- [WORK TO COMPLETE] Continue the tarot reading passage, picking up after its final sentence.

- [SELECTED PASSAGE]
• • •
Jackie gives me a look, and I shut up.  She points to the cards that indicate what I’m going through now, and I see “The Devil” staring at me.  Awesome.  She explains that “The Devil” card indicates that I have had some difficulties overcoming obstacles – but that the real obstacle was my own mind (hamster wheel!)

“You’re too hard on yourself, you obsess, you try to control,” clucked Jackie, undoing years of Protestant work ethic my parents and summer school math teachers drummed into me. “It feels like there’s a lot of chaos. When you’re not in the drama mode, you have such a good intuition. If you could let that behavior go, the intuition would shine through.  With the goal you’re after – being in a relationship – the real obstacle for you is to overcome that inner turmoil.”

What!?! My hamster wheel was PISSED. What drama!?!?

Oh. Okay.  Yeah. Pretty much every relationship and dating situation I’ve been in, ever.  Dramaville, population 1: me. I’ll deny it, but the cards don’t buy it.  The realization slowly sinks in: I do have a propensity toward drama. And it now occurs to me (duh), that it’s within my control to stop it.

So what happens then, Jackie? I ask, hoping that the future section of cards will show I’ve kicked my inner drama queen to the curb.  “There are new beginnings,” Jackie says. “Around the corner is so much better.”  I breathe a sigh of relief.  Not so fast, Jackie warns me. “The message for the future is that in order for you to get what you want, you have to overcome this inner chaos.  Let’s say everything stays the same, there would be more upheaval.”

In other words, the white knight card?  Nowhere to be found.

And yet, Jackie looks interested in one card in particular.  A “King of Cups” card, to be exact.  I don’t know what the cups mean, but I get the whole King symbolism.  A King! My MAN!  “I see someone loving you in 5-9 months,” Jackie nods.  Score!! I can wait that long! I need to get in shape, anyway.

In that vein, I ask Jackie about the date I’m having next week, with a fellow named Justin.  We cut a new deck of cards just for him, and she says what I already thought. “He’s not the one, but could be good for you. Better than you think.”  I doubt it. “Focus on what’s good about him,” chides Jackie, while Keith adds, “the opposite of sick is sick.”

“You’ll only get your King of Cups if you change your focus, calm the mind,” Jackie says. “The more still you can be, the better.”

Okay, fine.  “How do you recommend I do that? I’m not usually a negative person!” I grumble.
• • •
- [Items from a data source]
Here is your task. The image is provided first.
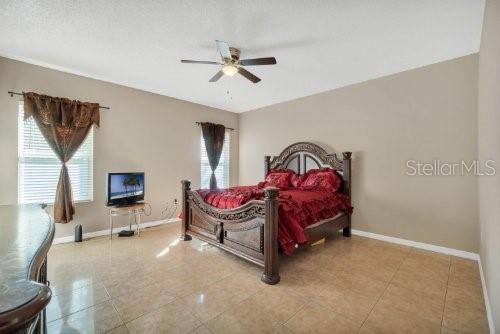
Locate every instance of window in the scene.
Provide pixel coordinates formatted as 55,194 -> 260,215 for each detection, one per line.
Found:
200,131 -> 231,189
18,102 -> 94,204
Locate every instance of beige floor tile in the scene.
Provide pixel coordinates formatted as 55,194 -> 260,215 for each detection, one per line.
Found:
391,260 -> 447,298
47,224 -> 487,334
112,284 -> 175,322
190,325 -> 212,334
106,325 -> 130,334
448,257 -> 482,292
377,284 -> 444,325
47,301 -> 122,333
332,271 -> 388,299
127,301 -> 201,334
46,283 -> 110,321
360,304 -> 441,334
240,286 -> 307,323
285,303 -> 360,334
205,299 -> 280,334
443,286 -> 489,334
312,284 -> 378,325
182,284 -> 252,322
101,270 -> 156,298
441,327 -> 468,334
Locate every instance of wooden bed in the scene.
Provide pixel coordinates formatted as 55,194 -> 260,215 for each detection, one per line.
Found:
181,142 -> 351,284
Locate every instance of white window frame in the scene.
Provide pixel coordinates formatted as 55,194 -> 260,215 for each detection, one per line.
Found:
17,101 -> 94,204
200,130 -> 231,189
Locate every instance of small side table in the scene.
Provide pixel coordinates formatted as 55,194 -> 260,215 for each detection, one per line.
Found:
109,203 -> 146,239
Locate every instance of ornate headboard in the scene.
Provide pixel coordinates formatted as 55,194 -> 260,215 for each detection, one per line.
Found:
264,142 -> 352,195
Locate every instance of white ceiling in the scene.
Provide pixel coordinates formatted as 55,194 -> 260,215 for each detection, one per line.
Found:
0,0 -> 484,112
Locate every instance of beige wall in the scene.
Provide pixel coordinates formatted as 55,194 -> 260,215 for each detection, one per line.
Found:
239,55 -> 479,252
0,58 -> 238,237
479,0 -> 500,331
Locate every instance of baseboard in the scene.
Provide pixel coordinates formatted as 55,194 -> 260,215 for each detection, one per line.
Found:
52,218 -> 180,245
478,257 -> 496,334
351,229 -> 479,261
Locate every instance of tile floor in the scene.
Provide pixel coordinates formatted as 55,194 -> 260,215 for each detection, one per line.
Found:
47,224 -> 488,334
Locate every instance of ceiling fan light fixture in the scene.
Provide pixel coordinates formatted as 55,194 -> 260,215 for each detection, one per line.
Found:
222,64 -> 238,77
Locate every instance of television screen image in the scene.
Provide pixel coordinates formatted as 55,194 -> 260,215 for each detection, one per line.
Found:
108,173 -> 144,202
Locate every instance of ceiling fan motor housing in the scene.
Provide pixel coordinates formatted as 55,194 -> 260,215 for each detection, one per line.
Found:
229,47 -> 240,60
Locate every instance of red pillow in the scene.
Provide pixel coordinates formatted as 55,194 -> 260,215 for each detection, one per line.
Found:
259,169 -> 297,189
299,168 -> 341,192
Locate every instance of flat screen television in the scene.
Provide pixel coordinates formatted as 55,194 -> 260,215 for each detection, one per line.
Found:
106,172 -> 144,206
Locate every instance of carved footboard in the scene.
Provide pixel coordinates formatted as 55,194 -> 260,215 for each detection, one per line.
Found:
181,180 -> 280,284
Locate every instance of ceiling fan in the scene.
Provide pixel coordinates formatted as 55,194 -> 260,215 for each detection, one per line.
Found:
181,41 -> 276,83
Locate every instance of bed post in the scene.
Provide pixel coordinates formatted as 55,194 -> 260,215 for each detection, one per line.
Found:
342,152 -> 352,237
264,155 -> 271,178
180,180 -> 192,241
261,187 -> 280,284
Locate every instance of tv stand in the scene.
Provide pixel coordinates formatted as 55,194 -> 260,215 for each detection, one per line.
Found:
108,203 -> 146,239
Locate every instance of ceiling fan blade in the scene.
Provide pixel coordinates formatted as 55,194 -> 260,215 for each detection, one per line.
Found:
181,59 -> 220,65
215,41 -> 231,60
208,70 -> 224,82
238,67 -> 260,83
239,57 -> 276,66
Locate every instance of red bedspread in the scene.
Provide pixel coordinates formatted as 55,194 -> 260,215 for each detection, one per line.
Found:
198,186 -> 352,255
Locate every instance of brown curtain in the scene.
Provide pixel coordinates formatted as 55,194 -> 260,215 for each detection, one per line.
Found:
201,123 -> 226,189
23,93 -> 99,224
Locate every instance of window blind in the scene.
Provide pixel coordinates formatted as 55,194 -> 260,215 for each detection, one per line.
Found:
18,101 -> 94,204
200,131 -> 231,189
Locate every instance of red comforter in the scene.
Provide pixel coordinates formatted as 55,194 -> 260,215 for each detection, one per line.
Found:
198,186 -> 352,255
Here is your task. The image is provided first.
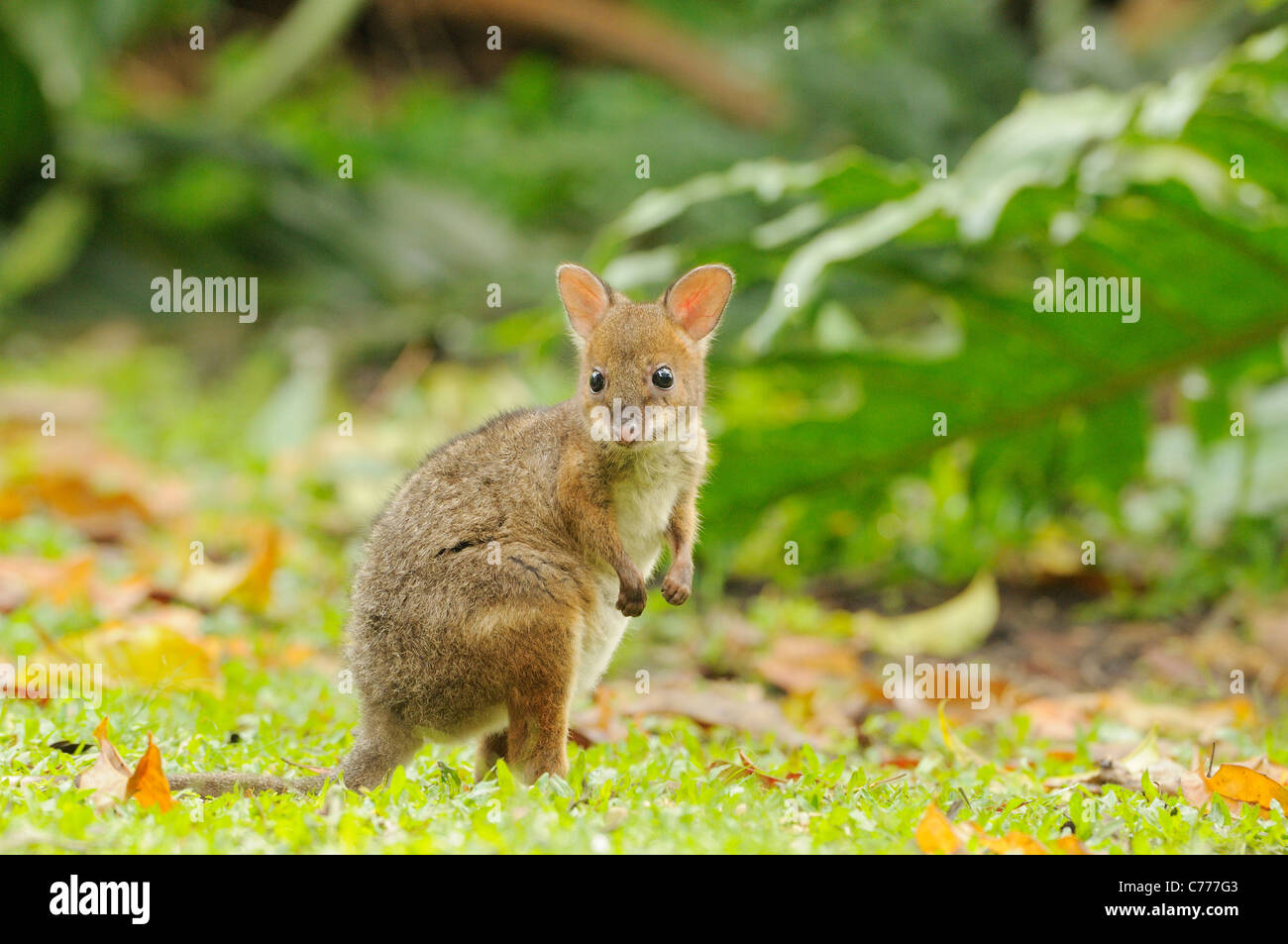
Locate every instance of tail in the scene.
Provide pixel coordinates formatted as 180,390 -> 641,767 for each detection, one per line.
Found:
166,773 -> 339,795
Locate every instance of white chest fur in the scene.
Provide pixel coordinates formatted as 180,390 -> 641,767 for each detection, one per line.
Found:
577,450 -> 688,692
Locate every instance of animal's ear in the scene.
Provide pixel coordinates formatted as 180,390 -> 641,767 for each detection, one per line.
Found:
555,262 -> 613,338
662,265 -> 733,342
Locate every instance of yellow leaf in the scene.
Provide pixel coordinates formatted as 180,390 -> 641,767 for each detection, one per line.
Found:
939,702 -> 984,767
973,824 -> 1051,855
46,606 -> 219,694
1203,764 -> 1288,812
915,803 -> 962,855
854,574 -> 1001,656
125,733 -> 174,812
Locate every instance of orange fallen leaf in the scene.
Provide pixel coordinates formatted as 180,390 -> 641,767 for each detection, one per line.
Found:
125,733 -> 174,812
1203,764 -> 1288,815
41,605 -> 219,691
756,636 -> 859,694
915,803 -> 963,855
1055,836 -> 1091,855
971,823 -> 1051,855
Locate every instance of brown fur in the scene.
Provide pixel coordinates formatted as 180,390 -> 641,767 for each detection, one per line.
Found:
171,266 -> 733,795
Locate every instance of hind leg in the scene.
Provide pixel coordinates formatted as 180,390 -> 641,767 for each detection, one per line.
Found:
474,729 -> 506,783
505,685 -> 570,783
342,704 -> 424,790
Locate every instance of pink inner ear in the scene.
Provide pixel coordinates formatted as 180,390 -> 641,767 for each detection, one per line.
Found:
558,264 -> 609,338
666,265 -> 733,340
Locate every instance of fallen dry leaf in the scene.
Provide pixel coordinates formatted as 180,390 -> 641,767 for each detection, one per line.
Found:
854,574 -> 1001,656
175,527 -> 280,612
756,636 -> 859,694
575,679 -> 807,747
707,751 -> 802,789
971,823 -> 1051,855
125,733 -> 174,812
41,606 -> 219,692
73,717 -> 130,812
1203,764 -> 1288,815
914,803 -> 966,855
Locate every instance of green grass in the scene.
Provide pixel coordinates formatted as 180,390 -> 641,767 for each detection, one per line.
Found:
0,666 -> 1288,854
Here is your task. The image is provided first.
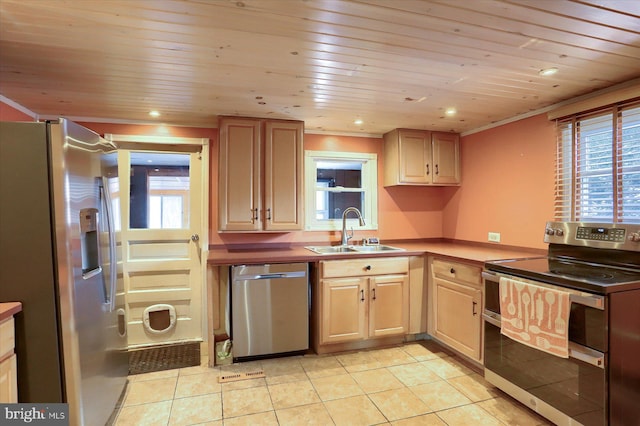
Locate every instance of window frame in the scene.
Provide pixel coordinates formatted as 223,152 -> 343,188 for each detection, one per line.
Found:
554,99 -> 640,224
304,151 -> 378,231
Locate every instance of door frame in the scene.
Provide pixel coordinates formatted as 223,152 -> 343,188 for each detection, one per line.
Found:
104,133 -> 210,350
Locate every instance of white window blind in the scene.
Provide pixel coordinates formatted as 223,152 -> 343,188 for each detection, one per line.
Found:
555,102 -> 640,223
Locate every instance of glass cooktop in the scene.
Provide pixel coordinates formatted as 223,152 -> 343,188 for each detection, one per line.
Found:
485,256 -> 640,293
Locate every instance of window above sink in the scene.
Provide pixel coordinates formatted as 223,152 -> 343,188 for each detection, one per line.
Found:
305,151 -> 378,231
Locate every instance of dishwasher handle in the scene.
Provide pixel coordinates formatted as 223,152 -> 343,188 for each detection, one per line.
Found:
234,271 -> 307,281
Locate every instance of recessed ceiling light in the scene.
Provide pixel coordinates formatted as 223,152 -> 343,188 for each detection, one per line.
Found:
538,67 -> 558,77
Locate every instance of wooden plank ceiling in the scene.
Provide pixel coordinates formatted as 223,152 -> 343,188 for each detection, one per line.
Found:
0,0 -> 640,134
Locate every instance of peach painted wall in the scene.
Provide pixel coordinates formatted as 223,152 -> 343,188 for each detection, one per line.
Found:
215,134 -> 443,244
79,123 -> 443,245
0,102 -> 36,121
442,114 -> 556,248
0,98 -> 555,248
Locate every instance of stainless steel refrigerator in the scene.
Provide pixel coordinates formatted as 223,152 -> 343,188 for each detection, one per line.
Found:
0,119 -> 128,426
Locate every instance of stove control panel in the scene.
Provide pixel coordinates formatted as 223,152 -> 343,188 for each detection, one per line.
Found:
576,226 -> 625,243
544,222 -> 640,251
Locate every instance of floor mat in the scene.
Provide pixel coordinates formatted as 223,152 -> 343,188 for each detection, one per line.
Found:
129,342 -> 200,375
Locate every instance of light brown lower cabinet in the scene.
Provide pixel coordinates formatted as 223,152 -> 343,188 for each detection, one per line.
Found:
0,316 -> 18,403
429,258 -> 482,362
316,257 -> 409,345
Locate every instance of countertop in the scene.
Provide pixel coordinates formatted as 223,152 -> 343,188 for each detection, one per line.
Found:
207,241 -> 546,265
0,302 -> 22,322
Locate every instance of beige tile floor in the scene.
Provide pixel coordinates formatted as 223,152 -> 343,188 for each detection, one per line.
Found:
116,341 -> 550,426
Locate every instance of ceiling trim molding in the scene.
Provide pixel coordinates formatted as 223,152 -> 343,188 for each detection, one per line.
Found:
0,95 -> 37,121
460,78 -> 640,136
40,115 -> 218,129
104,133 -> 209,146
547,78 -> 640,120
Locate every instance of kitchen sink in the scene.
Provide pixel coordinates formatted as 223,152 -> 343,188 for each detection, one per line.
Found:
305,246 -> 356,254
353,245 -> 404,253
305,245 -> 404,254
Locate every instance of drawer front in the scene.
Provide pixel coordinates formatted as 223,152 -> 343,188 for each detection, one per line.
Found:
0,317 -> 15,359
431,259 -> 482,286
320,257 -> 409,278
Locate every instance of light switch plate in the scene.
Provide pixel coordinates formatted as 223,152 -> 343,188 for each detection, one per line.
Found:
489,232 -> 500,243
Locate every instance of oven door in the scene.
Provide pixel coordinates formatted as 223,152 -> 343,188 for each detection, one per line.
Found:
483,274 -> 607,426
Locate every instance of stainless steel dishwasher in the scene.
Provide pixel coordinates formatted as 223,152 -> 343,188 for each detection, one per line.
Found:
231,263 -> 309,360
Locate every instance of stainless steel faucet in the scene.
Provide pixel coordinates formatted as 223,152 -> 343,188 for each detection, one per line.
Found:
340,207 -> 364,246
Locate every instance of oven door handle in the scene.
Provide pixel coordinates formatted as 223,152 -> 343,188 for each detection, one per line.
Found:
482,271 -> 500,283
482,309 -> 604,369
482,271 -> 604,311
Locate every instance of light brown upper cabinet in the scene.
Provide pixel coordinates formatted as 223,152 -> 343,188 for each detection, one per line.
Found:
384,129 -> 460,186
218,117 -> 304,232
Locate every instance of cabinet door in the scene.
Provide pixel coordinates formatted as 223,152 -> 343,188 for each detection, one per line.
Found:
264,121 -> 304,231
218,118 -> 262,231
0,354 -> 18,404
431,132 -> 460,184
369,275 -> 409,337
433,277 -> 482,360
398,129 -> 433,184
320,278 -> 367,344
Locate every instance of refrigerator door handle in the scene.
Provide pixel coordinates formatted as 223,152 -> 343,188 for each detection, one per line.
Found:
100,176 -> 118,312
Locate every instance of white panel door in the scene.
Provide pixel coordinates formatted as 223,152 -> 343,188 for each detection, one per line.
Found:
119,149 -> 207,348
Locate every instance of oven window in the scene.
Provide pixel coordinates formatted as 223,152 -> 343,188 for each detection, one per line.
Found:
484,322 -> 606,426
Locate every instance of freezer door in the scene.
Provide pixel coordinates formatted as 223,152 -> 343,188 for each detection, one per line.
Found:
49,120 -> 128,425
231,263 -> 309,358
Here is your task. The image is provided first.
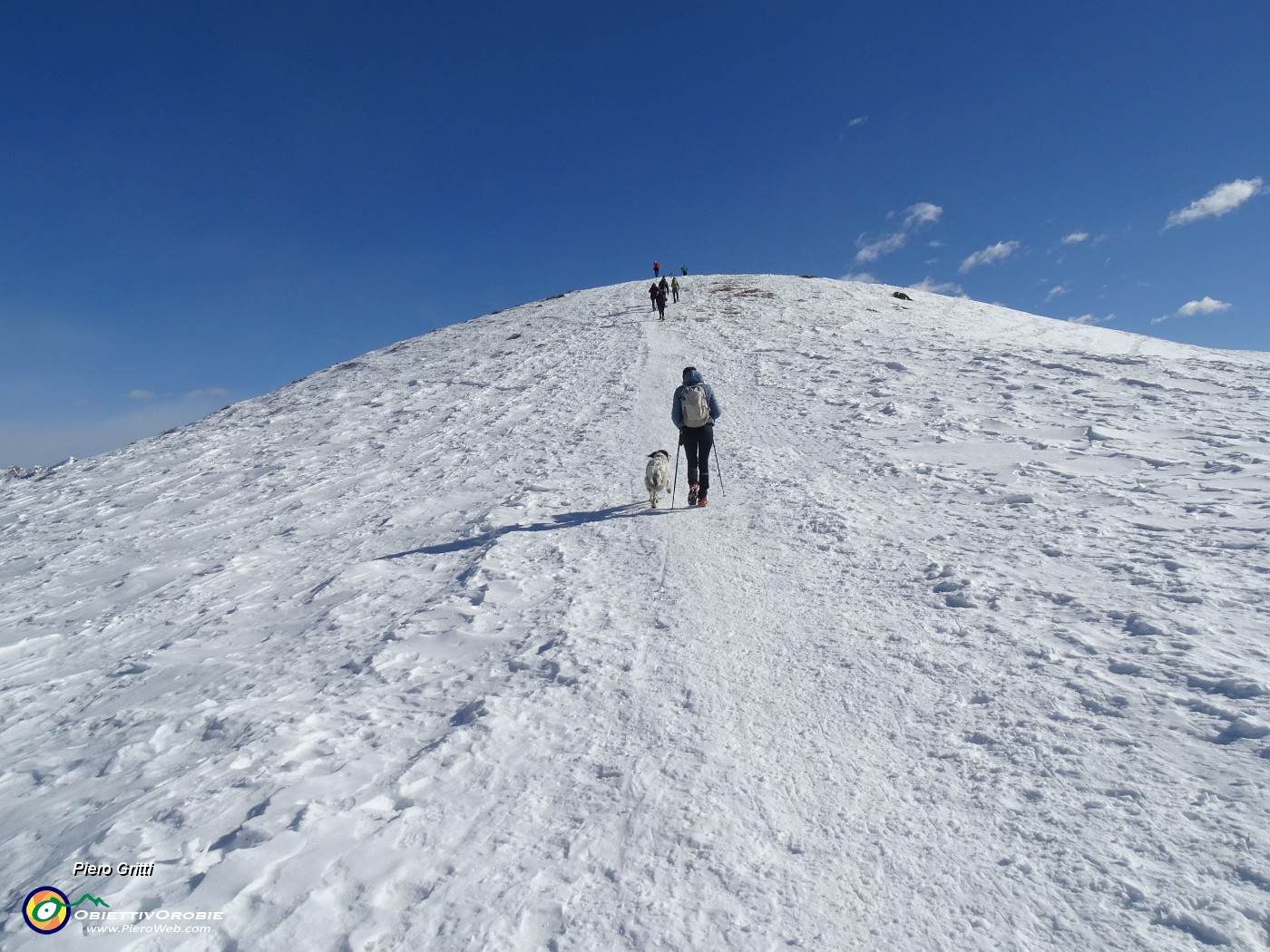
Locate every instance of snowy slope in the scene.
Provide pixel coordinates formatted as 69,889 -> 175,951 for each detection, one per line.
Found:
7,276 -> 1270,952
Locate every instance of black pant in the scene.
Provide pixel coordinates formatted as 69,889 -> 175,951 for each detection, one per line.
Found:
683,424 -> 714,499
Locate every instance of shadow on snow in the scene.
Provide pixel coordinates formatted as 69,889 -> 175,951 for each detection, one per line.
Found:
376,502 -> 669,561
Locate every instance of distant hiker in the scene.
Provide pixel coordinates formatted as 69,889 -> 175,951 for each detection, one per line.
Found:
670,367 -> 723,505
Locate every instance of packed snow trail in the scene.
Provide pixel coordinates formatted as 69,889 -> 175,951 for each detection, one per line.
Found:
0,276 -> 1270,952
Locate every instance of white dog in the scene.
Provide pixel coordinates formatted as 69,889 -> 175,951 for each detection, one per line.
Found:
644,450 -> 670,509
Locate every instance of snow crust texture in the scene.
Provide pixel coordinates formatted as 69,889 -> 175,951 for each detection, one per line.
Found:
7,276 -> 1270,952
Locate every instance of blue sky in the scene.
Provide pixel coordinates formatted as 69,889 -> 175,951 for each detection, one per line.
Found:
0,0 -> 1270,466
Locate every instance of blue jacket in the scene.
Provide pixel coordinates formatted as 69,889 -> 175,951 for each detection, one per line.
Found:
670,371 -> 723,431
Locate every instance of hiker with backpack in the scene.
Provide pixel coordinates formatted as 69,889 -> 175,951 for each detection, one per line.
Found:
670,367 -> 721,505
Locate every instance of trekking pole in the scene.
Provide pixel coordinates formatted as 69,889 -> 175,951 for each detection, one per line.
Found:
714,437 -> 728,495
670,437 -> 680,509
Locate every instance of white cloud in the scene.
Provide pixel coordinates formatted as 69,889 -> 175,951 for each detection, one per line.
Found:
0,387 -> 229,470
904,202 -> 943,229
1165,178 -> 1267,228
856,202 -> 943,264
856,231 -> 908,264
958,241 -> 1019,274
1177,295 -> 1231,317
908,278 -> 962,295
1150,296 -> 1231,324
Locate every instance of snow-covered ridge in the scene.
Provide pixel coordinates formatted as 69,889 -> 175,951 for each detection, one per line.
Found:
0,276 -> 1270,952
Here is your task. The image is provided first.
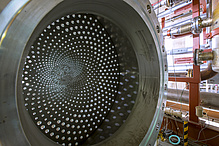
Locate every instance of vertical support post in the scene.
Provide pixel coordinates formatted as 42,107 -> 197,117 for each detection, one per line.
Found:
183,121 -> 189,146
189,0 -> 200,122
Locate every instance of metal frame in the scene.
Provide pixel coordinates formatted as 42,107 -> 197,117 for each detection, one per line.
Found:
0,0 -> 168,146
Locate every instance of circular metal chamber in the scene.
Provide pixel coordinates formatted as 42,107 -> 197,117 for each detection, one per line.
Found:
0,0 -> 167,146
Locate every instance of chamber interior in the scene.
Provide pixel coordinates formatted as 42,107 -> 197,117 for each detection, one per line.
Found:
22,13 -> 139,145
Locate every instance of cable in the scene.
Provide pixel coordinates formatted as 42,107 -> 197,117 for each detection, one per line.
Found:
196,125 -> 208,141
195,134 -> 219,142
169,135 -> 180,145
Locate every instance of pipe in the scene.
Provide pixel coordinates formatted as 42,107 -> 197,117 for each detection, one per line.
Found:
163,17 -> 213,36
167,88 -> 219,110
163,14 -> 207,31
201,63 -> 217,81
212,3 -> 219,72
157,0 -> 192,18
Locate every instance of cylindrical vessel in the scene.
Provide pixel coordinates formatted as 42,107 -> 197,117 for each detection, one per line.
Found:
0,0 -> 167,146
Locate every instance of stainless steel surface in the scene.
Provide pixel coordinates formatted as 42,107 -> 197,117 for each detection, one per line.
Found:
0,0 -> 167,146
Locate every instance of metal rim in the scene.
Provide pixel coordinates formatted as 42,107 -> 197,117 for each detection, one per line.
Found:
1,1 -> 166,145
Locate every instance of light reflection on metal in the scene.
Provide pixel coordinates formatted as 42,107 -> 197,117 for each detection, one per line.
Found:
0,0 -> 31,46
0,0 -> 167,146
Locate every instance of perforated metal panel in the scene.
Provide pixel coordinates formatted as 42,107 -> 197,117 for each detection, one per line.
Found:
0,0 -> 167,146
22,14 -> 138,145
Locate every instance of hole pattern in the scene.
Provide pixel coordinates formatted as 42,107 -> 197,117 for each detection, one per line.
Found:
22,14 -> 139,145
22,14 -> 120,145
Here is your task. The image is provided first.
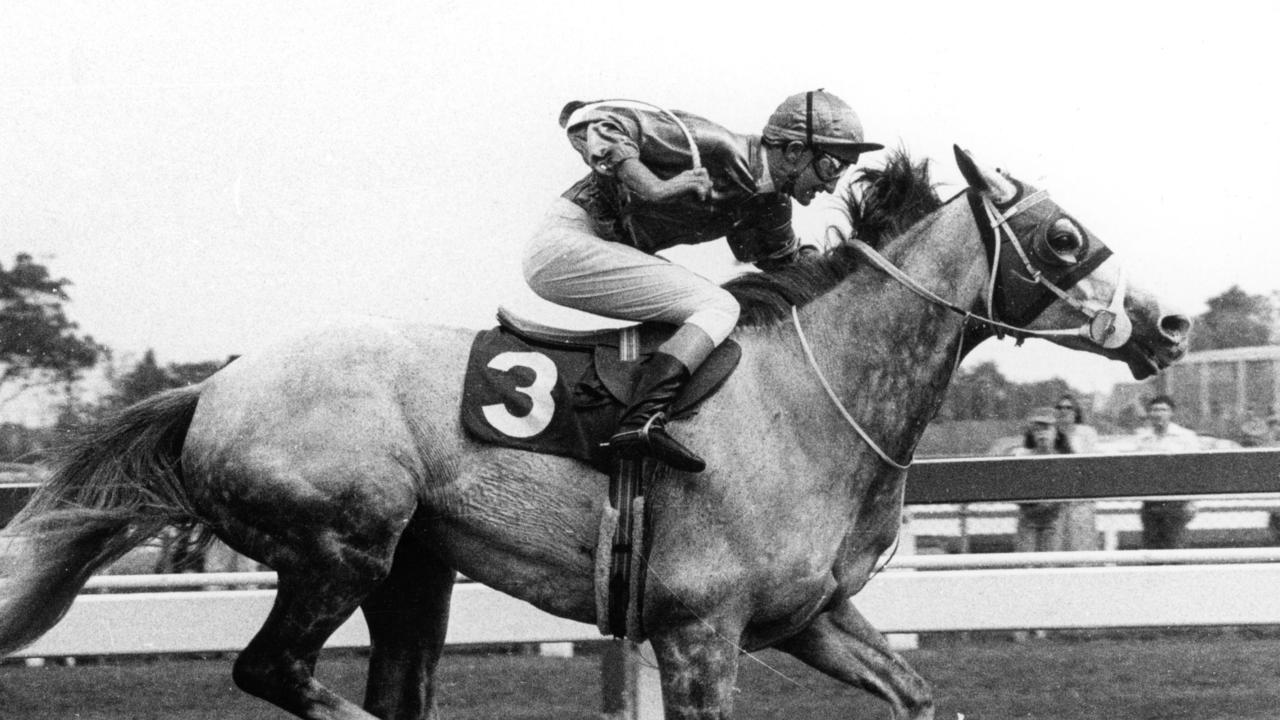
• • •
- [TASK ANSWER]
“Are you sure?” Jackie gives me a look.

That takes me aback.  Geez.  Maybe I am negative!  This has got to change.  I’m not going to let my King of Cups go without a fight!!

Jackie rattles off a list of homework for me to complete:

  1. Gratitude Journal – I must write at least 7 items a day that I’m thankful for.  Like Thanksgiving with your family, except in a notebook, without any turkey.
  2. List of What You’ve Accomplished - Jackie tells me to be shameless with this, as no one will see it. I wonder if I can include things like “wearing clean underwear” or “showering daily.” Small victories.
  3. Vision Board – Keith is a huge proponent of the vision board, and he sells me on it when he describes making one – and then promptly getting exactly what he asked for (in his case, a French hunk, with whom he’s been in a relationship ever since. I’m liking his style.)

“Own your magic,” Jackie concludes finally, pointing to a card that she said indicated renewal and rebirth.  I think about what that means.  Own my magic.  Okay. I’ve only rented it on occasion before, but I’m 30.  Perhaps it’s time to buy.  Can I get a mortgage, though?

90 minutes of tarot card reading later, Keith and I get up to leave.  My mind feels calm, the hamster wheel, if not dismantled, at least closed for the evening.  If therapy’s goal is to lead you out of fear, to give you the impetus and guidance to improve your life in a constructive manner and to provide you with solid actionable steps, then Jackie is as good as any therapist.

I make a beeline for the coconut macaroon and think about my King of Cups.  Should I grab one for him too, just in case?